AUFGABE A> Welche Kunst wird laut der Seminarankündigung unten zur paradigmatischen Kunst?

LESETEXT>
Prof. Dr. Josef Rauscher
HS: Jacques Rancière: Geschichtsphilosophie und Ästhetik
Do 8-10
BKM 025 (exterritorial, gegenüber dem Philosophicum auf der
anderen Seite der Schnellstraße (quel partage!))
Beginn: Do, den 21.4.2011
- Kommentar:
Finden sich häufiger die Felder der Geschichte und Historiographie
in der einen oder anderen Weise mit Fragen der Kunst und Ästhetik
mehr oder weniger eng verknüpft (Hegel, Croce, White), so bietet
Rancière gleichwohl eine verblüffende und originelle Volte einer
grundlegenden Koppelung. Diese geht weit über eine Konstruktion
von Geschichte über und mittels der Fähigkeit zu narrativen Entwürfen
hinaus. Nicht Hayden Whites sinnfällige Kennzeichnung, daß die
Muse der Geschichte, Klio, dichtet, auch wenn Rancière sie unterschreiben
würde, bestimmt den Rahmen von Rancières Überlegungen. Eher leiten
sich für ihn aus einer grundlegenden ‚ersten‘ Ästhetik, die als
„Aufteilung des Sinnlichen“ den Möglichkeitsraum der Politik und
der Kunst vorzeichnet, die Aufgaben einer Bestimmung des Kunst-
wie des Gesellschaftsraums ab. Ästhetik als ‚Allianz zwischen künstlerischer
und politischer Radikalität‘ macht Rancière zwar beispielhaft an
Schiller fest, doch er sucht allgemein zu bestimmen, wie und warum
„auf dem Feld des Ästhetischen heute ein Kampf ausgetragen wird,
der gestern noch den Versprechungen der Emanzipation und den Illusionen
und Enttäuschungen der Geschichte galt“. Rancières Untersuchung
wird zu einem äußerst komplizierten Plädoyer für eine Kultur des
Dissens, das Adornos allzu einfache Dialektik der Antinomien der
modernen Kunst dialektisch zu überbieten sucht. Vielleicht deshalb
wird der von Adorno verachtete Film denn auch zur paradigmatischen
Kunst. Keine einfache Lektüre.

VORLIEGENDE ZEILEN>
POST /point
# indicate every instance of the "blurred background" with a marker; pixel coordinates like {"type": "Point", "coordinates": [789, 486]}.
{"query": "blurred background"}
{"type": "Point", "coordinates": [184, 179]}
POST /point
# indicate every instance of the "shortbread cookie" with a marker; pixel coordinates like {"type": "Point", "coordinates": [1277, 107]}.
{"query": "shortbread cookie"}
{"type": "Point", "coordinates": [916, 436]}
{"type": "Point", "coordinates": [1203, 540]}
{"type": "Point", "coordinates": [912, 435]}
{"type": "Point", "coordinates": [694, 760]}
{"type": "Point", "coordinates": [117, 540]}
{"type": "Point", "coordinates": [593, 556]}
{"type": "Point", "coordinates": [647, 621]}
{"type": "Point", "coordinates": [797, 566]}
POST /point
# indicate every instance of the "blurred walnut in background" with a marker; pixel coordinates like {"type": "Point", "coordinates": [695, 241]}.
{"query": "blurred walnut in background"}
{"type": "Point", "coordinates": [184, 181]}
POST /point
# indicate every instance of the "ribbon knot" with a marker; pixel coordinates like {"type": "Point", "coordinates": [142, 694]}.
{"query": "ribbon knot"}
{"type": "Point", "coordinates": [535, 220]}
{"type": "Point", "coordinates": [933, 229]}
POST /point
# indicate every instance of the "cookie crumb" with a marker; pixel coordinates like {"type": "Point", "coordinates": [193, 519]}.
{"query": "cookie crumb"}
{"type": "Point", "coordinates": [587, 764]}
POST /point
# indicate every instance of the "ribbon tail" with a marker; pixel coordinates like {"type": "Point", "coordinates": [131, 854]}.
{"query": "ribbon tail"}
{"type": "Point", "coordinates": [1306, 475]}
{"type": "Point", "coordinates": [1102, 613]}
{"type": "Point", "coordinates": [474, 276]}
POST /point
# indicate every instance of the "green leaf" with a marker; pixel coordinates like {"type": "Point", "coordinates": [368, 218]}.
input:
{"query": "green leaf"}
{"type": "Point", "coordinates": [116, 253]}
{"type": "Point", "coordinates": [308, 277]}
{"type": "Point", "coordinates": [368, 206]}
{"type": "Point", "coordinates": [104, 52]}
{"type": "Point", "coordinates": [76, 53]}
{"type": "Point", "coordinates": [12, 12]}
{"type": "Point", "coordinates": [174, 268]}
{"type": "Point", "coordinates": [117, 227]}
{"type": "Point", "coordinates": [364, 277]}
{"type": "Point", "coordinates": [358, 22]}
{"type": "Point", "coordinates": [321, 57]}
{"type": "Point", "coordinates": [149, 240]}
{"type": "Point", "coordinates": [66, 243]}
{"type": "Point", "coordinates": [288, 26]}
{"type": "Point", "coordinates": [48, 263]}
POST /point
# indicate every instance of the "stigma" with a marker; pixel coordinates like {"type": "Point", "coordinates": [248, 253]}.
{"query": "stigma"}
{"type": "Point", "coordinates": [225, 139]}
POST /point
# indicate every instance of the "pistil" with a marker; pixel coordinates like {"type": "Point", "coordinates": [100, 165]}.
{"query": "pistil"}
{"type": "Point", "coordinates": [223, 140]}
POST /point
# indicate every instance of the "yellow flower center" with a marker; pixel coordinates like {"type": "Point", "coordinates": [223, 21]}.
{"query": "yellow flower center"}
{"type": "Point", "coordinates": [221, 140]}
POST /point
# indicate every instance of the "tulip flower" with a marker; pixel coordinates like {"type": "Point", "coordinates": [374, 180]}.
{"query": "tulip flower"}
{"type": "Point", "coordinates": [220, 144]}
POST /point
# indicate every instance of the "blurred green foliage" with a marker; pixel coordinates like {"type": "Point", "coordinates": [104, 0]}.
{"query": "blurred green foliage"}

AUFGABE B> Zieh aus den Zeilen oben jede heraus, in der die Zeichenfolge „green“ vorkommt.

LÖSUNG A> Der von Adorno verachtete Film.

LÖSUNG B>
# indicate every instance of the "green leaf" with a marker; pixel coordinates like {"type": "Point", "coordinates": [368, 218]}.
{"query": "green leaf"}
# indicate every instance of the "blurred green foliage" with a marker; pixel coordinates like {"type": "Point", "coordinates": [104, 0]}.
{"query": "blurred green foliage"}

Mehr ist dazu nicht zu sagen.